# Start of ENTRIES SHOWN

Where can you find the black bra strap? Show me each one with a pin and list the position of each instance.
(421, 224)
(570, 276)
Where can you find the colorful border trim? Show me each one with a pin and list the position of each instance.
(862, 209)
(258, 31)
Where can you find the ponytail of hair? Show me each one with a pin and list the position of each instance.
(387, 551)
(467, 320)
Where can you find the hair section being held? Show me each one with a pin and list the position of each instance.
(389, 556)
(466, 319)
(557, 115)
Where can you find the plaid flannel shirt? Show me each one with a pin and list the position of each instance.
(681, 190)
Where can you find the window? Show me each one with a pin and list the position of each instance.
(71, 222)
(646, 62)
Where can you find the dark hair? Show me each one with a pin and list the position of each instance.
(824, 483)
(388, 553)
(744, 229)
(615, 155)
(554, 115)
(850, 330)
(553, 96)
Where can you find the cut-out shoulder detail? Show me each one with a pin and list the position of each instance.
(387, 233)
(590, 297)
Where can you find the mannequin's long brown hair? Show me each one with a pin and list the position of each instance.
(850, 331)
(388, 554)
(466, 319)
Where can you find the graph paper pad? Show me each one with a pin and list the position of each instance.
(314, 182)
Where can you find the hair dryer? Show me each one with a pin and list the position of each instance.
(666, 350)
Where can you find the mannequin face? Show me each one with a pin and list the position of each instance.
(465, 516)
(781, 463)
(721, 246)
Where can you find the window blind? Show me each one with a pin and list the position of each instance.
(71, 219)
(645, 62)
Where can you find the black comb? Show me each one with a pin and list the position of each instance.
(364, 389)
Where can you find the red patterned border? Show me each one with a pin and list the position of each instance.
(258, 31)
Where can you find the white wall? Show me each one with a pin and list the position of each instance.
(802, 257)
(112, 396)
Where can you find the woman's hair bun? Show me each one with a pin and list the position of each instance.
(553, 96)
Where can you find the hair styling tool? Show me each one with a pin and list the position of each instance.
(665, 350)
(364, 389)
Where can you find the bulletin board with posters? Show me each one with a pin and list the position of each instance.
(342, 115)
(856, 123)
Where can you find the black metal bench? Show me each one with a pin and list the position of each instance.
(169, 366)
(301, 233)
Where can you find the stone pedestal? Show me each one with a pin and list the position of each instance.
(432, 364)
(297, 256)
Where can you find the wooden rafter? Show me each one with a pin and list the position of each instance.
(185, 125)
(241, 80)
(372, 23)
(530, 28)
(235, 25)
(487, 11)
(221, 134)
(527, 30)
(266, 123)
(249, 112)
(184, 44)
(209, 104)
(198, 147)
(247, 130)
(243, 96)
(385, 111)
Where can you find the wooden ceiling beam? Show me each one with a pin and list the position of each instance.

# End of ENTRIES SHOWN

PROBLEM → Recast the material from the line containing "Where can you find the hair styling" through the end of the material as a Markdown table with the columns Row and Line, numbering each line in order and omitting blank lines.

SOLVED EXERCISE →
| Row | Line |
|---|---|
| 1 | Where can you find the hair styling tool? Show me each one with a pin and list the position of each instance. |
| 2 | (665, 350) |
| 3 | (364, 389) |
| 4 | Where can you find the bulletin board with posters? Show me each one with a pin and list the position of each instance. |
| 5 | (342, 115) |
| 6 | (856, 123) |
| 7 | Where can you find the black metal bench? Show me each one with a pin and list the position of each instance. |
| 8 | (169, 366) |
| 9 | (301, 233) |
| 10 | Where can you find the stone pedestal? Show me each one with a pin and list the position of each instance. |
| 11 | (432, 364) |
| 12 | (297, 256) |
| 13 | Where can you find the wooden rafter? Show me each one with a pin and list the position of each instance. |
| 14 | (185, 125) |
| 15 | (241, 80) |
| 16 | (372, 23) |
| 17 | (530, 28) |
| 18 | (235, 25) |
| 19 | (487, 11) |
| 20 | (221, 134) |
| 21 | (527, 30) |
| 22 | (266, 123) |
| 23 | (249, 112) |
| 24 | (184, 44) |
| 25 | (209, 104) |
| 26 | (198, 147) |
| 27 | (247, 130) |
| 28 | (243, 96) |
| 29 | (385, 111) |
| 30 | Where can you find the wooden ceiling beam? Show me each one with a pin and list the position of each instance. |